* Required action
Your answer should consist of the lines in the following data that contain "below".

* Entries shown
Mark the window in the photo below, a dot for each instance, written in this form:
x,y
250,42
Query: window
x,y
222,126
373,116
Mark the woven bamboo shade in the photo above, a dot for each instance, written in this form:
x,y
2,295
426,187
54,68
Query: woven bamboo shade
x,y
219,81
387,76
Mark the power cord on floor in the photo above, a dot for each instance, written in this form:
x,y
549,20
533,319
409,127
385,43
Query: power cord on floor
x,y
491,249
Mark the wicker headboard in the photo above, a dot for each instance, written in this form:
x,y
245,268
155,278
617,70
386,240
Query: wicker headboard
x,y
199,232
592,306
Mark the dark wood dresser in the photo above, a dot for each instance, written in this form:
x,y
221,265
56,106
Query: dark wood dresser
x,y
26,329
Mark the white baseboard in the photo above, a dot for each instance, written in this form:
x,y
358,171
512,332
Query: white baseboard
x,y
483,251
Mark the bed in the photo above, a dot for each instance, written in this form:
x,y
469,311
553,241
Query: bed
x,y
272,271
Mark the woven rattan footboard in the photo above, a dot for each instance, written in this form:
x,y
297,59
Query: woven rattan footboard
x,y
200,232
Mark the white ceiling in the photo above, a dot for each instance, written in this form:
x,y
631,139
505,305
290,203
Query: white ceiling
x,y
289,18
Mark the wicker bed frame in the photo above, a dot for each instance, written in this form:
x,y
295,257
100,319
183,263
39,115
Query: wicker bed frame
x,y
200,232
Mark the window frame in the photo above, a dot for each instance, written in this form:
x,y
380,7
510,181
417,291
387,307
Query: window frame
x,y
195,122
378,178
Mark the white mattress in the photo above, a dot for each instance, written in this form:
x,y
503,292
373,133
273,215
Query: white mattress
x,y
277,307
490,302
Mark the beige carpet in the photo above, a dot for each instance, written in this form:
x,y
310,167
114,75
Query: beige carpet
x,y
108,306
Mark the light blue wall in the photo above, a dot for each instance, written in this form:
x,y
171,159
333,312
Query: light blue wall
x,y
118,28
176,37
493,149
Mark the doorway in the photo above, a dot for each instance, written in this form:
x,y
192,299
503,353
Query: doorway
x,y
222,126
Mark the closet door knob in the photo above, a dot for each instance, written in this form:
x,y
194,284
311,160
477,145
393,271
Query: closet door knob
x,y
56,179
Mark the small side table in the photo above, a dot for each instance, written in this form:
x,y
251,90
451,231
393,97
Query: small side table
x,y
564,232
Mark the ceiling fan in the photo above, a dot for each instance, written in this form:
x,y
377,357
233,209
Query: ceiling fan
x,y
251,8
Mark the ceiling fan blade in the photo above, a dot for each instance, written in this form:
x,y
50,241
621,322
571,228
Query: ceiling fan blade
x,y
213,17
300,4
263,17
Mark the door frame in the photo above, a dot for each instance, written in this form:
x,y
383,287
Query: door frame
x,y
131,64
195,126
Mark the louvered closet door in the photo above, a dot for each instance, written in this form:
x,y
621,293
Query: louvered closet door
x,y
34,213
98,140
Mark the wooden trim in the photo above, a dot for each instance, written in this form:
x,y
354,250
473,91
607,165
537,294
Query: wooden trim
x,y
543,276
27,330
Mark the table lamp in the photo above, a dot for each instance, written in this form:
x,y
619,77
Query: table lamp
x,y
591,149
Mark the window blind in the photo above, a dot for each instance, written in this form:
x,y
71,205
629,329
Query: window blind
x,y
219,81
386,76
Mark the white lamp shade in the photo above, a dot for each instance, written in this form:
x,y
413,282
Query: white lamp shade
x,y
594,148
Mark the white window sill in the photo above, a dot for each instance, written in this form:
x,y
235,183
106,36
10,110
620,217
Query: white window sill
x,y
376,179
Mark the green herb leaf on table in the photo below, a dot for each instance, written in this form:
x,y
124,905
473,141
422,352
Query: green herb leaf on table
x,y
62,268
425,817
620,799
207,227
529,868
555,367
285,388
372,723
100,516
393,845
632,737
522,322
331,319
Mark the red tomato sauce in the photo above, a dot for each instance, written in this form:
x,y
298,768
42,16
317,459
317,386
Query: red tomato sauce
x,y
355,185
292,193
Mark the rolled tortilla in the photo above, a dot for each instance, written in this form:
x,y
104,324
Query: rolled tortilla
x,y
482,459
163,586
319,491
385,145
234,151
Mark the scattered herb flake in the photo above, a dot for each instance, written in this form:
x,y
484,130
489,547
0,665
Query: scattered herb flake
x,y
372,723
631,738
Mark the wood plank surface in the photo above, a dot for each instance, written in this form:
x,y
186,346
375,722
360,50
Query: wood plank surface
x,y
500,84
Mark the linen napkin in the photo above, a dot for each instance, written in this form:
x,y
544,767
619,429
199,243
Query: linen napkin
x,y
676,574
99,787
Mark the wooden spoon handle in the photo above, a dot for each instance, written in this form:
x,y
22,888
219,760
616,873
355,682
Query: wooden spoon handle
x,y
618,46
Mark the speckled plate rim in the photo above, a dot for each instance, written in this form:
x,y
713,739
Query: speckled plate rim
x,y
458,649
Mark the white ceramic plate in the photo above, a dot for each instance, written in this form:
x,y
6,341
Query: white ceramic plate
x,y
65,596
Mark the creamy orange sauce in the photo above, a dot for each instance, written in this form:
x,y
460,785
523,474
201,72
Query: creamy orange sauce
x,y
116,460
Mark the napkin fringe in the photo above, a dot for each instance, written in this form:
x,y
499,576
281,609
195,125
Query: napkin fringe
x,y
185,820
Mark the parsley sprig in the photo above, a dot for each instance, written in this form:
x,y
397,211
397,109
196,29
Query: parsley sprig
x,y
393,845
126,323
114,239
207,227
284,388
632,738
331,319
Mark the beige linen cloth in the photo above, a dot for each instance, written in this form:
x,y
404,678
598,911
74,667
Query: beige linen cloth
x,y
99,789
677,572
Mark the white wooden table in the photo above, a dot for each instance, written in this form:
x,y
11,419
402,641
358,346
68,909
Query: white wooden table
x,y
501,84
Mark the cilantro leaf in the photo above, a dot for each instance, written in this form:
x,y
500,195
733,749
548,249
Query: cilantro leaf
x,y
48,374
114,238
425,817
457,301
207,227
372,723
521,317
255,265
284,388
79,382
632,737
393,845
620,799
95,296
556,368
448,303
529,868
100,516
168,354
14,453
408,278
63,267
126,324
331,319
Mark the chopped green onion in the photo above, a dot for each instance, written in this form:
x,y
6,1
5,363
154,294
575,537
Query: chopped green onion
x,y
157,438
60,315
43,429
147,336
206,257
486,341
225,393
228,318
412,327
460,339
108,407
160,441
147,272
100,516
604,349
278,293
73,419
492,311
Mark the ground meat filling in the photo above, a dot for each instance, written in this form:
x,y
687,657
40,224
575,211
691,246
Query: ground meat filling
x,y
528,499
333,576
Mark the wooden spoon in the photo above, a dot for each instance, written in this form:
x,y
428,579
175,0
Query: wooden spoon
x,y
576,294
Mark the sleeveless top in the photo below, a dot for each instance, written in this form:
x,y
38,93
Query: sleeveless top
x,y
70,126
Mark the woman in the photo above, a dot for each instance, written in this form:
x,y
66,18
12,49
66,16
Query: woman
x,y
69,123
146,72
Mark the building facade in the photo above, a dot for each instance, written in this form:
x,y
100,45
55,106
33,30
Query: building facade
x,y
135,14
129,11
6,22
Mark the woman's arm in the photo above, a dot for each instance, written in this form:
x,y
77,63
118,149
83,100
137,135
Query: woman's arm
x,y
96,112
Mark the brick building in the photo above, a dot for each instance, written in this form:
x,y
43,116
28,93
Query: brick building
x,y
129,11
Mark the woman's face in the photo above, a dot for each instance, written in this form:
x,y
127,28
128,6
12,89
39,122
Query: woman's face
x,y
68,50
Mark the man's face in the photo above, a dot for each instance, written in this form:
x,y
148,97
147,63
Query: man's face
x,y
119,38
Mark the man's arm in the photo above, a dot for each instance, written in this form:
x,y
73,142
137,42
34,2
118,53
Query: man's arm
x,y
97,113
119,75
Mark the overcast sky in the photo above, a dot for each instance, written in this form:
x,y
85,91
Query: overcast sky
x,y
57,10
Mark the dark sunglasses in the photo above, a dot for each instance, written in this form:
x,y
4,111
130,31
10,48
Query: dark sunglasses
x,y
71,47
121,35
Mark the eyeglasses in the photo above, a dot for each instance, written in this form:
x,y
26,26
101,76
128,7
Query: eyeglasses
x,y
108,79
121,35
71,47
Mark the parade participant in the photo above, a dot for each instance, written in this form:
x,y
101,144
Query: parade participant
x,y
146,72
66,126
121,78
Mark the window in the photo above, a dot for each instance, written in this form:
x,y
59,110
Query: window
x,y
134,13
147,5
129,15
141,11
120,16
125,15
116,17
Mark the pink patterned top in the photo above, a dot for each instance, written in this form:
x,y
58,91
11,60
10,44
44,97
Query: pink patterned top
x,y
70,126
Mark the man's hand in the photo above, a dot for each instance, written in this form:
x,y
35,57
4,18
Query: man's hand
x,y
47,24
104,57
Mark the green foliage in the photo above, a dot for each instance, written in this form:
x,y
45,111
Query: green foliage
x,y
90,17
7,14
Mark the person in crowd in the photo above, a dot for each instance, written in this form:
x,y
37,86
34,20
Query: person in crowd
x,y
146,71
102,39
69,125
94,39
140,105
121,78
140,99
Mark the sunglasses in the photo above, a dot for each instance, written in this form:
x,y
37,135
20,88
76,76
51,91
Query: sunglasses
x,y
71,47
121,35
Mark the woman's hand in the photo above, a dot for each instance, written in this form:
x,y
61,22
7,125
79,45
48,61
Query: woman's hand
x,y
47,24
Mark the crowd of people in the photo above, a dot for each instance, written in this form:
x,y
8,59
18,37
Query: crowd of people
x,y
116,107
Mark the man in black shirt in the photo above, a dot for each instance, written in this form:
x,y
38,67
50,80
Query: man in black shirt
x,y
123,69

* Exercise output
Mark the window in the photo below, a dot for each instance, written in this form:
Mark the green herb leaf on table in the photo below, a dot for each instance, written in this form:
Mark the sleeveless top in the photo below, a dot for each instance, written in this form:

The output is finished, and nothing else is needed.